■ **PROMPT 1**:
Please update every line of the listing below by replacing "pixel coordinates" with "image coordinates", leaving all other wording unchanged.

━━━━━ DOCUMENT SEGMENT

Malavika will present on the UID and biometrics at the session on “Surveillance: Ambiguities and Uncertainties". Malavika's talk title is "Biometrics in beta: experimenting on a nation (while normalising surveillance for 1.2 billion people)" and is being held on April 26. See the full event details on this page.


In the developing world, privacy is often portrayed as a luxury, as something alien to local culture and of interest only to the elite. This ignores the probability of the most marginalized sections of a society being disproportionately impacted by privacy intrusive technologies. The hype about ‘big data’, ‘open data’, ‘data for development’, ‘ICT4D’ and other buzzwords often ignores the fact that the global south is particularly vulnerable to data collection and processing. Literacy issues (lingual and technical), a massive digital divide, desperate socioeconomic conditions and the lack of a robust data protection law render ideas of consent or tradeoffs all but meaningless.

Techno-utopian welfare schemes present technology as progressive, neutral and frictionless – a seductive and compelling narrative in a region wracked by inequalities, corruption, lack of transparency and structural violence. This vision underpins the world’s largest biometric ID project, which has already registered the irises and fingerprints of 540 million people without even being completed. Yet the assumption that bodies can be rendered into infallible verifiers, as repositories of unchanging truth, ignores embedded biases and normative baselines within such technologies. Welfare projects are further complicated when they are architected as public-private partnerships: the collusion of governmental and corporate agendas in creating massive databases and profiles, in a manner that transforms the citizen-state relationship in profound ways, has sweeping implications for choice, autonomy, anonymity and ultimately, democracy. This is true even when the systems function as intended, without mechanical failure, data breaches, or other consequences of trading privacy for convenience, welfare and security.

I would like to discuss the risks of using technologies such as biometrics to solve socioeconomic problems, and their potential for excluding the very demographics that they seek to include. I intend to locate my presentation in the context of India’s growing surveillance state, which deliberately intends to use the unique identification number to link disparate databases. I propose to describe the new Centralised Monitoring System, the relative legal vacuum in which data is mined and harvested, and the shaky constitutional foundations on which many of these new regimes stand. In so doing, I will effectively have provided a tour of India’s Rogue’s Gallery of recent incursions into the zone of privacy, free speech, informational self-determination and dignity. I hope also to redress in some small measure the largely western focus of academic and policy debates in this field, despite the risks of developing countries seeking to commoditize and export identity schemes, normalize censorship or opportunistically benefit from the west no longer having the moral ground to resist third country surveillance practices.

━━━━━━━━━━
━━━━━ EXTRACTED MATERIAL

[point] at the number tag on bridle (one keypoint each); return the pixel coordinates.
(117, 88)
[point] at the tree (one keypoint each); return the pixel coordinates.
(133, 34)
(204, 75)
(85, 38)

━━━━━━━━━━

■ **PROMPT 2**:
Summarize the passage on biometric surveillance in two sentences.

■ **PROBLEM SOLUTION 1**:
[point] at the number tag on bridle (one keypoint each); return the image coordinates.
(117, 88)
[point] at the tree (one keypoint each); return the image coordinates.
(133, 34)
(204, 75)
(85, 38)

■ **PROBLEM SOLUTION 2**:
Malavika will present on the UID and biometrics on April 26, arguing that privacy in the developing world is wrongly treated as a luxury even though marginalized people are hit hardest by intrusive technologies and weak data protection makes consent nearly meaningless. Her talk will examine the world's largest biometric ID project, which has already registered 540 million people, and India's growing surveillance state, including the Centralised Monitoring System and the legal vacuum around data mining, warning that such schemes can exclude the people they aim to include and threaten autonomy, anonymity and democracy.